Micah Sifry: Today we are going to be talking about our movements, and in particular the lessons that can be learned from the Indivisible movement, a very important movement that started after 2016. We have a terrific panel, starting out with Aram Fischer, who is the co-founder and facilitator of the Indivisible Middle Tier, something that he’ll explain when he gets a chance to speak. Also, Aram is one of the early leaders of Indivisible San Francisco. In addition, we have Paula Martinos-Mantay, the co-founder of Statewide Indivisible Michigan (SWIM), which is a network of about 50 local groups across the state of Michigan. Then following her we have Lara Putnam, who is a professor of history at the University of Pittsburgh and one of the best academic analysts and reporters on grassroots political organizing in the post 2016 period.

It’s unusual to have a session focusing or at least spring-boarding off of the experience of a particular movement organization. And so I just wanted to say something about our intentions. This is not about trying to tear anything down or blow anything up. This is about open inquiry. That’s something that RootsCamp has always been about, being a space for cross-movement organization-agnostic well-informed conversations among actually engaged organizers about vision strategy and tactics. The things we’re going to talk about are patterns that come up again and again in movement and organizing work. Our hope is to focus on what we can learn from them and what we can perhaps take into the future as we go forward.

Our main topics that we’re hoping to cover today are 1) “channeling rage,” that is, how the movement was started and what comes next after movements take off; 2) the natural tensions that have to be navigated between movement imperatives and organizational imperatives, 2) “feeding a hungry movement,” by which we mean the role of information flow and transparency and how that can work, and how maybe that can work best; and 4) the relationship between local leaders and national leaders, and the intelligence that may be vested in either of those. And then finally, and this is I think a little more particular to the experience of Indivisible, 5) the challenge and opportunities for progressive organizers of adding to the base. In particular, in the case here, where a lot of these groups are predominantly white or working in predominantly white communities.

*Do this*: Could you write out everything in the Indivisible panel transcript above, from "It’s unusual to" down to "we go forward.", word for word?

*Collected data*:
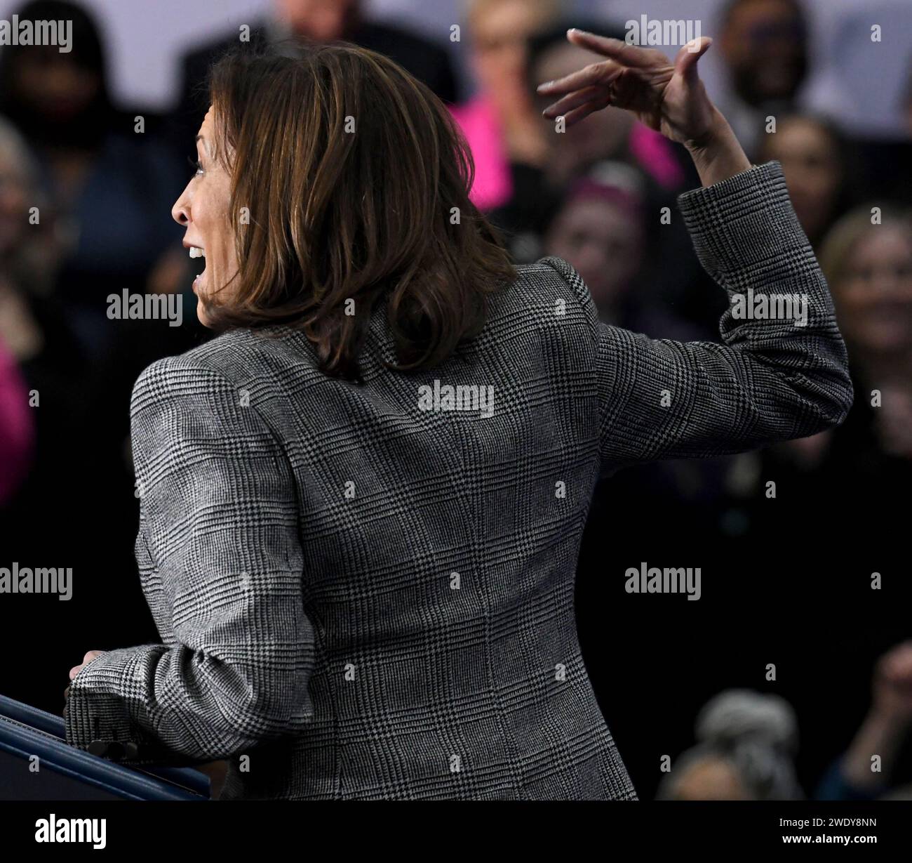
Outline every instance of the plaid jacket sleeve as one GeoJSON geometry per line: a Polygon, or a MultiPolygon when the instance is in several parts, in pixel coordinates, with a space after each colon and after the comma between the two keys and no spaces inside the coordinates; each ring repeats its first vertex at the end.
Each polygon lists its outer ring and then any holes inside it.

*Task result*:
It’s unusual to have a session focusing or at least spring-boarding off of the experience of a particular movement organization. And so I just wanted to say something about our intentions. This is not about trying to tear anything down or blow anything up. This is about open inquiry. That’s something that RootsCamp has always been about, being a space for cross-movement organization-agnostic well-informed conversations among actually engaged organizers about vision strategy and tactics. The things we’re going to talk about are patterns that come up again and again in movement and organizing work. Our hope is to focus on what we can learn from them and what we can perhaps take into the future as we go forward.